*What the task requires*.
Can you rewrite the items from the line with "Place a point on every instance of the white pickup" through the end of the items, swapping "amber" for "orange" and keeping everything else unchanged?

*Information shown*.
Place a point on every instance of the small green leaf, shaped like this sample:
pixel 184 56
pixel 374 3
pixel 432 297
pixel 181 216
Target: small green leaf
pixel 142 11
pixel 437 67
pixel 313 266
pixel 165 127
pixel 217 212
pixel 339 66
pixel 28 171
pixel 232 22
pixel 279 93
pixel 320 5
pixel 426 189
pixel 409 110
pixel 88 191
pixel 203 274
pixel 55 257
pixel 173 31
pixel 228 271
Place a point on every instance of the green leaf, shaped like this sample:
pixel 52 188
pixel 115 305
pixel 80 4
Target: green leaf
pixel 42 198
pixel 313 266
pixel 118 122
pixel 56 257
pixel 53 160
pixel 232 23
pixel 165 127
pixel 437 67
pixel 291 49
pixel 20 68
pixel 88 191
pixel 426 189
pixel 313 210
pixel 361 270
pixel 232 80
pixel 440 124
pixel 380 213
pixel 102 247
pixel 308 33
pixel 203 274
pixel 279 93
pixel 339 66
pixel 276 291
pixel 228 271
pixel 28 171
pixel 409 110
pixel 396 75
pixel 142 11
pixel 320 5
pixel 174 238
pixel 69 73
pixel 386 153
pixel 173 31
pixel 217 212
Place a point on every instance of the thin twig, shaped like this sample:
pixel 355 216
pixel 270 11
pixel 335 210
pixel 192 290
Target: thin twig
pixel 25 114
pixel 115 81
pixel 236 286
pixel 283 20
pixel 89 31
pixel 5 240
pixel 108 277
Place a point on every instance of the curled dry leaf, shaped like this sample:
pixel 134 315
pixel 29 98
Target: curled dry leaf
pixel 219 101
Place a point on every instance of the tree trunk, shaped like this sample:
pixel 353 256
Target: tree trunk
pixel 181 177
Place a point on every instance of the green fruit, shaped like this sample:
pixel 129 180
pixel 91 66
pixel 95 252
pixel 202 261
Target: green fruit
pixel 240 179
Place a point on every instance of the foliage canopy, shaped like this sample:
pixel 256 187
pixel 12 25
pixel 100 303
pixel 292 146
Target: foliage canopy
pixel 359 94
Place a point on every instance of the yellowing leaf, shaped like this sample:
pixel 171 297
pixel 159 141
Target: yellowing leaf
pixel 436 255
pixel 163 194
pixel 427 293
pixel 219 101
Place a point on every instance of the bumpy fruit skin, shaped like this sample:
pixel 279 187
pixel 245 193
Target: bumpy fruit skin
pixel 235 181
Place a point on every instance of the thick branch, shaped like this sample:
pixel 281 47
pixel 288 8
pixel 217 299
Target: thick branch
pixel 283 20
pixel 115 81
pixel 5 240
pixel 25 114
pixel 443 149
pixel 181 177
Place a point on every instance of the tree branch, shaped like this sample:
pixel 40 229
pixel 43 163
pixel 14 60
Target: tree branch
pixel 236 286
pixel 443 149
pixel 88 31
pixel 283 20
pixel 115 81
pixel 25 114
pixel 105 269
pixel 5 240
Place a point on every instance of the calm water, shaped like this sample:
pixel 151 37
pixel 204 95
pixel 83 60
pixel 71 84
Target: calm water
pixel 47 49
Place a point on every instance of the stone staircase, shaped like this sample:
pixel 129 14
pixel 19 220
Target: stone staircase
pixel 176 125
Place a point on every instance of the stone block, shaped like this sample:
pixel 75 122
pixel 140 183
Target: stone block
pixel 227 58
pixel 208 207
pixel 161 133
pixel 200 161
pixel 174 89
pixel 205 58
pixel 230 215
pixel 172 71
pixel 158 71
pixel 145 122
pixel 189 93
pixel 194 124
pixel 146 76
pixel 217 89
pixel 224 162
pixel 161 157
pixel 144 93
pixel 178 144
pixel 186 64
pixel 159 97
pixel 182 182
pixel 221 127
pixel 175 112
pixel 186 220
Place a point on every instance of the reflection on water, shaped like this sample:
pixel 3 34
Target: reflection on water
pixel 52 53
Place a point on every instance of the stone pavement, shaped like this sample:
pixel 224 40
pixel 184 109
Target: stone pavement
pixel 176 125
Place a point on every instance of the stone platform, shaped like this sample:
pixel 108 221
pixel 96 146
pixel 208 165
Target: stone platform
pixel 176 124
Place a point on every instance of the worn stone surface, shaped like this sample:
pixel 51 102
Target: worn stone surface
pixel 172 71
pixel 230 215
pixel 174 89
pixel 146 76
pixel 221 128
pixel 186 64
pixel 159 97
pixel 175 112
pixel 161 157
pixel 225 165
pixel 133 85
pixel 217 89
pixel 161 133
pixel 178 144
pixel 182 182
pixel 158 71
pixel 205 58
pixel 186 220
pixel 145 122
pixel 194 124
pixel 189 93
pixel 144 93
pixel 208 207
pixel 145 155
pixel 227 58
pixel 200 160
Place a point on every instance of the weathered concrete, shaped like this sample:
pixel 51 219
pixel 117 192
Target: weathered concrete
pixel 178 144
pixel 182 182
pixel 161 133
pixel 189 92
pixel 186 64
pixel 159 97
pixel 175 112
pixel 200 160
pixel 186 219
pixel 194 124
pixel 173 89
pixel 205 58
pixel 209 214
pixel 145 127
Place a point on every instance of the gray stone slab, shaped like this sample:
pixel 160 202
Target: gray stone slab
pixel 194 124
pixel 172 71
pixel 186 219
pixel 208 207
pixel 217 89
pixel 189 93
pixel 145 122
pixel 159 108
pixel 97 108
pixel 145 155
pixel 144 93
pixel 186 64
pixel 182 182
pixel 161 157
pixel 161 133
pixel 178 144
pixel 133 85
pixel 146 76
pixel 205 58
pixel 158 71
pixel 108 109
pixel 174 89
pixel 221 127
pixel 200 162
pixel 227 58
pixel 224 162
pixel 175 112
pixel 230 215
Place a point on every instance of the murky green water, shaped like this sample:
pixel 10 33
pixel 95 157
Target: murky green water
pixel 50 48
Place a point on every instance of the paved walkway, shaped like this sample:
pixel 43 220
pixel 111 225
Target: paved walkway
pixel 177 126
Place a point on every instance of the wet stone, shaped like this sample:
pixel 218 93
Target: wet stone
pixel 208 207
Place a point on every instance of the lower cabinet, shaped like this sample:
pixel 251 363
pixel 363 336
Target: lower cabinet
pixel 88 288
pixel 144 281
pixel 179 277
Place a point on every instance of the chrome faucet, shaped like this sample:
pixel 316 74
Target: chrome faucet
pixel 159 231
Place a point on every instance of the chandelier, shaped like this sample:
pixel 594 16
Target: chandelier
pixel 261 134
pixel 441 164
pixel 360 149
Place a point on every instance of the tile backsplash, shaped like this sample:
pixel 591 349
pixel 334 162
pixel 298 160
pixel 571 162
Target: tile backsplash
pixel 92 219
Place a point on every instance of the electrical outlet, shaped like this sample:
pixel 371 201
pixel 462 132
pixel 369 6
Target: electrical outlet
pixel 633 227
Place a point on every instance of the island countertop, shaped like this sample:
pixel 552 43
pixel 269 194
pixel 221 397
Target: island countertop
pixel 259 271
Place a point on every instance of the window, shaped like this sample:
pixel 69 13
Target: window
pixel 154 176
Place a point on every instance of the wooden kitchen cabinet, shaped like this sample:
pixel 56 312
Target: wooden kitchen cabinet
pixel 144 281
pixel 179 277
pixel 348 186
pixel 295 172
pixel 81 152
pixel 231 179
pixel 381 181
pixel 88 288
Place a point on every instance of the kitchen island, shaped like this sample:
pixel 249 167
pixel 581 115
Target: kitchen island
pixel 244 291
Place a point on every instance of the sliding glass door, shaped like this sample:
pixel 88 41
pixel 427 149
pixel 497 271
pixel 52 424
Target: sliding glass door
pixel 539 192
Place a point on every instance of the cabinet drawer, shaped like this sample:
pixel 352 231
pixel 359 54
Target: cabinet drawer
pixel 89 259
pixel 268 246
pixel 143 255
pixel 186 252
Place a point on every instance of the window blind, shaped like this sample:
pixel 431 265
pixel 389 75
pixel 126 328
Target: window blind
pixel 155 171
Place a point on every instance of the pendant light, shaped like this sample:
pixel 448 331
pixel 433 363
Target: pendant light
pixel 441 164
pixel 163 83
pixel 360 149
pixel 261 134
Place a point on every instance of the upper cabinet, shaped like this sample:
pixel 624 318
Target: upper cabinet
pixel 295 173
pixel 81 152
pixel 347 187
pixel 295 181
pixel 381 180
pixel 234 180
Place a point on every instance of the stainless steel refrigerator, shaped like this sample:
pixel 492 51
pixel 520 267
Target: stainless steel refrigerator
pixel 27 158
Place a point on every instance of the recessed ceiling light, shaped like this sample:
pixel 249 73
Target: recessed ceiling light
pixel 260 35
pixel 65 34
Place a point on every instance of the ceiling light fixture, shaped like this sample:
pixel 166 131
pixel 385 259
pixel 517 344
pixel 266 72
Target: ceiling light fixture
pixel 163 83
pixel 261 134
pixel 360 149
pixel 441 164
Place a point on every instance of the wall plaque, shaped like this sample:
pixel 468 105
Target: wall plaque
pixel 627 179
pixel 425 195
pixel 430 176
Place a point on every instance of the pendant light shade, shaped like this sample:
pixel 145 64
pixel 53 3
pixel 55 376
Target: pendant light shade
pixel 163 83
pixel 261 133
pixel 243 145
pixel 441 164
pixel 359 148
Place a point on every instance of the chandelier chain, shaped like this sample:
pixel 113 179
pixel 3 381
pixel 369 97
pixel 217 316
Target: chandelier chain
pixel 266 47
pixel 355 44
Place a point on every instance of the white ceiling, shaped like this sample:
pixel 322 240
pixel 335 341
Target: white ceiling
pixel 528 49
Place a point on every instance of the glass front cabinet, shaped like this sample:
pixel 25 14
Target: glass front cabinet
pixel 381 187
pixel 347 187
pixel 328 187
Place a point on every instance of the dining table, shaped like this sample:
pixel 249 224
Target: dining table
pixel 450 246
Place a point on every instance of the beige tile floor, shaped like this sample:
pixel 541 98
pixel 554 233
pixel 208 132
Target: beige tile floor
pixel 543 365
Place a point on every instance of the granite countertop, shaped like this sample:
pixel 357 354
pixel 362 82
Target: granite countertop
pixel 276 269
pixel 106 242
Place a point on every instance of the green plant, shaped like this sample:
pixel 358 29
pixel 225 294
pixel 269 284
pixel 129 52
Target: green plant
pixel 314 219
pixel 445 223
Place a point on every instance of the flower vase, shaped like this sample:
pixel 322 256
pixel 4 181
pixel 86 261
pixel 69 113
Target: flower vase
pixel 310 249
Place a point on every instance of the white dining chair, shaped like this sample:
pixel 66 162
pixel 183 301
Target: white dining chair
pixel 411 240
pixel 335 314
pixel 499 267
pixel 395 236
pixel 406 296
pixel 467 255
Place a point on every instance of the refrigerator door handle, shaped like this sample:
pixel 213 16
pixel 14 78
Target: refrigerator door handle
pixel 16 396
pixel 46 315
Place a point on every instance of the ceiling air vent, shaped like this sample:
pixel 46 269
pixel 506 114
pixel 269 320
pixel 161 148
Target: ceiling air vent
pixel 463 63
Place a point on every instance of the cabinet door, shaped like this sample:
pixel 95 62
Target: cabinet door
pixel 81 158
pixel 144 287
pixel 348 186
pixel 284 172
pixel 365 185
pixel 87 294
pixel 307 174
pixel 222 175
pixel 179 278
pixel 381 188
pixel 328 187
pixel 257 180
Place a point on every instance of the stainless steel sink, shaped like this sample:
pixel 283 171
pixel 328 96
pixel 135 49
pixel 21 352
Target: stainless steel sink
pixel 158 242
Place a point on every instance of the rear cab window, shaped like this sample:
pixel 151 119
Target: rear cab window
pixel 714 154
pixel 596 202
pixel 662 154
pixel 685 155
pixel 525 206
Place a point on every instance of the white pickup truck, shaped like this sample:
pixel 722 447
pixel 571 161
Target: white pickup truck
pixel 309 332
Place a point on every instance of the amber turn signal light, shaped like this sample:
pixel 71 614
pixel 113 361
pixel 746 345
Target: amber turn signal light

*Solved exercise*.
Place a point on every instance of the white pickup truck, shaped like this sample:
pixel 722 447
pixel 571 161
Target: white pickup truck
pixel 309 332
Place a point on every instance of the orange turn signal light, shaped like this sample:
pixel 71 614
pixel 113 361
pixel 746 345
Target: orange turn signal light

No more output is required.